Fragmento del texto:
-- -- --

Lima, la gris, de Jorge Iván Chavarín

Lima, la gris

Jorge Iván Chavarín

Llegué a Lima alrededor de las 5:30 de la mañana en un vuelo con bastantes turbulencias. La media pastilla de Clonazepam que tenía en mi estómago apenas me hizo dormitar. Debí comerla entera. Quedé en un estado de trance donde se mezclaba el paso del tiempo con la ambigüedad del sueño. Por ello, cuando aterricé en el Jorge Chávez no controlaba del todo mi coordinación. Cabeza e ideas entumidas. Mi equipaje de mano cayó varias veces al suelo: era un zombi que se desplazaba en zigzag por los estrechos pasillos de un pequeño aeropuerto, insuficiente para la metrópolis en que la capital peruana se había convertido en esta última década.

Varias veces me perdí rumbo a Migración, área donde el trabajador se conformó con saber que no era venezolano y venía de turista. Un nuevo sello al pasaporte y una fotografía con los ojos cerrados.

Mi maleta roja fue de las primeras en aparecer por la banda, los remaches y parches la hacían fácil de localizar. Una sobreviviente a punto de la jubilación, llegará el momento donde no se pueda arreglar. Ya era una rutina el contrato que me obligaban a firmar las aerolíneas donde no se hacían responsables en caso de que mi maleta se despedazara en el trayecto.

Seli, quien vivió un año en Perú, me había advertido del protocolo a seguir. El aeropuerto está en Callao, una zona peligrosa llena de asaltos. No salgas, solo toma taxis oficiales y ni se te ocurra usar el autobús. A mi amiga, la inglesa, le quitaron su maleta y cartera una de las veces que volvía de Londres, y eso que ella ya llevaba varios años viviendo en Lima. Fui directo a la terminal de Greentaxis pese a la insistencia de los irregulares que prometían llevarme a cualquier punto de la ciudad por menos de 20 soles; pese a la insistencia de los irregulares que me prometían un asalto o un secuestro por menos de 20 soles.

-- -- --

Material proporcionado:

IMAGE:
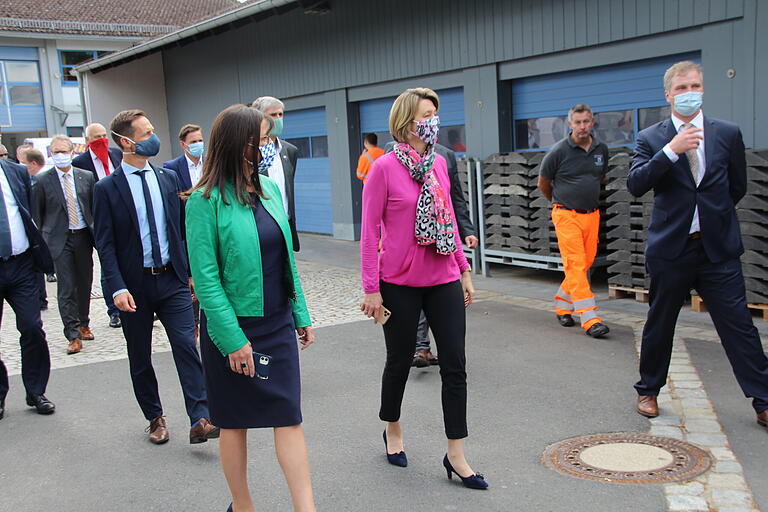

-- -- --

Lo que se pide:
1. Vuelve a escribir sin cambiar nada la parte del fragmento sobre la llegada a Lima que empieza en "Llegué a Lima" y termina en "los ojos cerrados.".
2. En el fragmento sobre la llegada a Lima, ¿a qué terminal de taxis fue directo quien narra?

Respuestas por tarea:
1.
Llegué a Lima alrededor de las 5:30 de la mañana en un vuelo con bastantes turbulencias. La media pastilla de Clonazepam que tenía en mi estómago apenas me hizo dormitar. Debí comerla entera. Quedé en un estado de trance donde se mezclaba el paso del tiempo con la ambigüedad del sueño. Por ello, cuando aterricé en el Jorge Chávez no controlaba del todo mi coordinación. Cabeza e ideas entumidas. Mi equipaje de mano cayó varias veces al suelo: era un zombi que se desplazaba en zigzag por los estrechos pasillos de un pequeño aeropuerto, insuficiente para la metrópolis en que la capital peruana se había convertido en esta última década.

Varias veces me perdí rumbo a Migración, área donde el trabajador se conformó con saber que no era venezolano y venía de turista. Un nuevo sello al pasaporte y una fotografía con los ojos cerrados.

2. A la terminal de Greentaxis.